### Objective
Copy everything in the listing below, from the line containing "For the scouting tally, point out every instance of the crowd" down to the end of the listing, reproducing each line word for word.

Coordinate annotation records
⟨

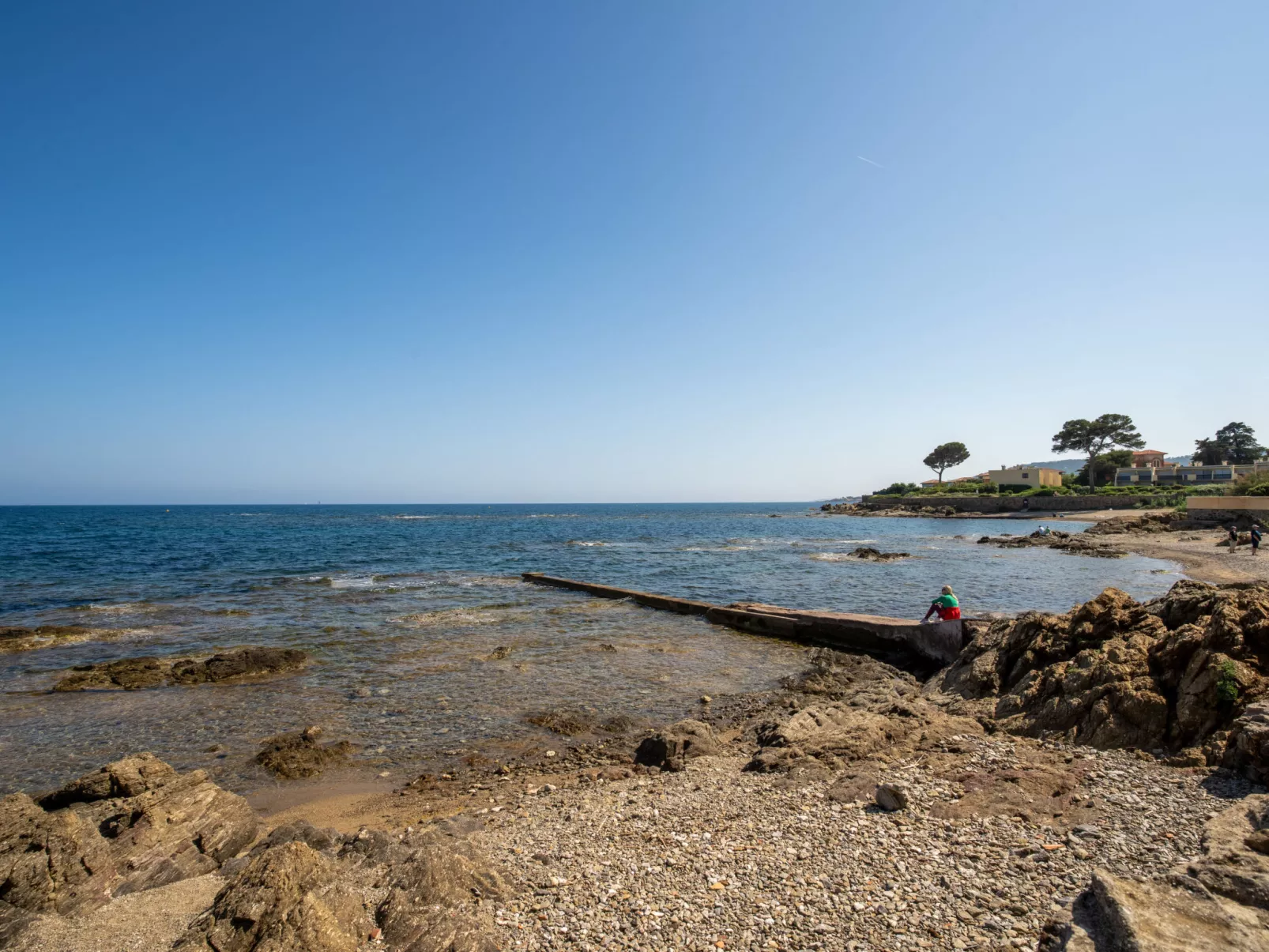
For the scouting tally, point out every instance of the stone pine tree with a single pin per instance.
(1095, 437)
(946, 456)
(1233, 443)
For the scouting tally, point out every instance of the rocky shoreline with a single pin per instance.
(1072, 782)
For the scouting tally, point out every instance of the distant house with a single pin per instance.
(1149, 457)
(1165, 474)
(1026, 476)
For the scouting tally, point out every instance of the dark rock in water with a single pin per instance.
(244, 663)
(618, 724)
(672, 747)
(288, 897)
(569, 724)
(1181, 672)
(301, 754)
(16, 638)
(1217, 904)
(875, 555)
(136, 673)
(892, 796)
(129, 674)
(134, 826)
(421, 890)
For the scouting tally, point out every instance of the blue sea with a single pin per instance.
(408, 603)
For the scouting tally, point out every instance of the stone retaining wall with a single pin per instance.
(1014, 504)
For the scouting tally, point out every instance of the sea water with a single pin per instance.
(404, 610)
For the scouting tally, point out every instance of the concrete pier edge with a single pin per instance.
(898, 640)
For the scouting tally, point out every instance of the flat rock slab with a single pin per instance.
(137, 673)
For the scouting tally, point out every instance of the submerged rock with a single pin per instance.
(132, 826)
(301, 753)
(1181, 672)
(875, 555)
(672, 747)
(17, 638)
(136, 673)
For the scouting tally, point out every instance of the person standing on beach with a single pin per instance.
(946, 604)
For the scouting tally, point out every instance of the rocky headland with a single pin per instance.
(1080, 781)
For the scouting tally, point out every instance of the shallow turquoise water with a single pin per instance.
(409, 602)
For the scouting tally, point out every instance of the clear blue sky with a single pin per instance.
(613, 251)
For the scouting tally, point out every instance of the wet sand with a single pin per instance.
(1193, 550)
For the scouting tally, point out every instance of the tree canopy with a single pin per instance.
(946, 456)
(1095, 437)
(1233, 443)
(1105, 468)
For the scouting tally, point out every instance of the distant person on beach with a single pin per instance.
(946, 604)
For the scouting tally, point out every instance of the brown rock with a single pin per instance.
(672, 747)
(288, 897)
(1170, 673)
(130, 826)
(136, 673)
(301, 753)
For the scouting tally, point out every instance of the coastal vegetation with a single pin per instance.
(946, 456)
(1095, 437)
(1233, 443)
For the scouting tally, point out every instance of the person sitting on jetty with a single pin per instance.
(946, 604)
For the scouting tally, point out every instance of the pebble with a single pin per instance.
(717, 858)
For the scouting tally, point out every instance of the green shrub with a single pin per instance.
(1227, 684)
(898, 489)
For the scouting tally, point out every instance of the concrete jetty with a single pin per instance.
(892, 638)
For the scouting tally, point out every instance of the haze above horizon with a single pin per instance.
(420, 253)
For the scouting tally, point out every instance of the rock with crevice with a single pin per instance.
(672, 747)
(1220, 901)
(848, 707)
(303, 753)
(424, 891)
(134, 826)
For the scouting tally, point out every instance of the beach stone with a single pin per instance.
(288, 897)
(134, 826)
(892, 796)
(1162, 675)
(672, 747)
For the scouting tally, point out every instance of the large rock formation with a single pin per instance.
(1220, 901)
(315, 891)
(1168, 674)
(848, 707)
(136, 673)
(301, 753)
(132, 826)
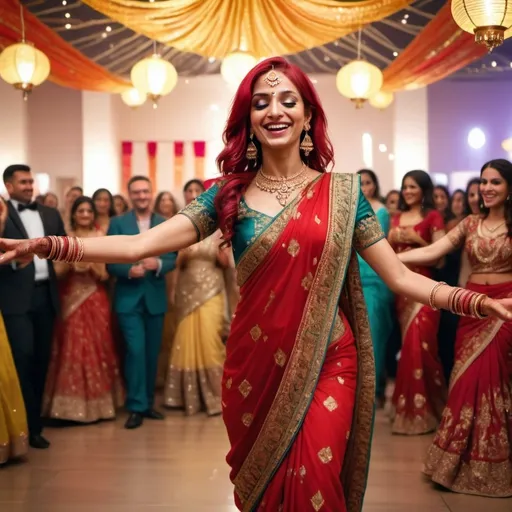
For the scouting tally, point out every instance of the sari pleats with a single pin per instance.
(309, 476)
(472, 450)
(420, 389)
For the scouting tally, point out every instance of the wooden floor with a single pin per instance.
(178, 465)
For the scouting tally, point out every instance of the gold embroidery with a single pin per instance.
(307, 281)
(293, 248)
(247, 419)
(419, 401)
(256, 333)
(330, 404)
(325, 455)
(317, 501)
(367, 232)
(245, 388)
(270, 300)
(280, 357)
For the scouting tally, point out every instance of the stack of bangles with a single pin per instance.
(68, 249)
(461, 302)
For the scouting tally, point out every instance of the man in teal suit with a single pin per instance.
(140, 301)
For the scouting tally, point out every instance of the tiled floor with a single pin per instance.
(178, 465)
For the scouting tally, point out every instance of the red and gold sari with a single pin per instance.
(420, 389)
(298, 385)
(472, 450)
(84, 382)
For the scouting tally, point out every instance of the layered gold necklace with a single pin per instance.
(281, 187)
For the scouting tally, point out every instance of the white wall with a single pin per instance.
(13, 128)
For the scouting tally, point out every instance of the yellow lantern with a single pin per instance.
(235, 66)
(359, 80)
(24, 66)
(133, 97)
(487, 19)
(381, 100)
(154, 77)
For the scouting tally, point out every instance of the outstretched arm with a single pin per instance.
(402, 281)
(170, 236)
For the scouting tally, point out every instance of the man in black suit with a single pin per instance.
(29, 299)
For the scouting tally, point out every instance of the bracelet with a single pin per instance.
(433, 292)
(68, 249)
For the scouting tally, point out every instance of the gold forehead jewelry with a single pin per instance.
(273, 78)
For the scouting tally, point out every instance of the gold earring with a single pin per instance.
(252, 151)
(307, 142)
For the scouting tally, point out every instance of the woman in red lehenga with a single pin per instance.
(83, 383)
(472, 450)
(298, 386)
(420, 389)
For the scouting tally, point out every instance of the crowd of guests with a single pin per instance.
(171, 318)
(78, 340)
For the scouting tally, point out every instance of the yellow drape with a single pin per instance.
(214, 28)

⟩

### Task solution
For the scouting tally, point out every instance of the crowd of guests with a single pin per instance.
(171, 318)
(78, 340)
For the scouting tally, point out every instance of the yellow drape with a single pin per instance.
(214, 28)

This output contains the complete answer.